§ PROBLEM
Please render every line of the data below as a JSON array of strings, one string per line, leaving out blank lines.
..............................
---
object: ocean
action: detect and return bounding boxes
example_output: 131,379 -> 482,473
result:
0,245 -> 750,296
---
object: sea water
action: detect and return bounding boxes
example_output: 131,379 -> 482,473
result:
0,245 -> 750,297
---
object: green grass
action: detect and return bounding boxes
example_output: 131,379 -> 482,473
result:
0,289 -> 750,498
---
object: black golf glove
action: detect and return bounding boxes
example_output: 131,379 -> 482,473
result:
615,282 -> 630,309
..............................
§ THE ANSWER
[
  "---",
  "object: ocean",
  "action: detect and return bounding boxes",
  "example_output: 131,379 -> 482,473",
  "result:",
  "0,245 -> 750,296",
  "---",
  "object: sea water",
  "action: detect and return bounding boxes",
  "example_output: 131,379 -> 482,473",
  "result:",
  "0,245 -> 750,297",
  "---",
  "object: green grass",
  "action: detect and return bounding boxes",
  "example_output: 131,379 -> 482,473",
  "result:",
  "0,289 -> 750,498",
  "---",
  "object: black golf glove",
  "action: detect and return bounding boxes",
  "example_output: 131,379 -> 482,473",
  "result:",
  "615,282 -> 630,309"
]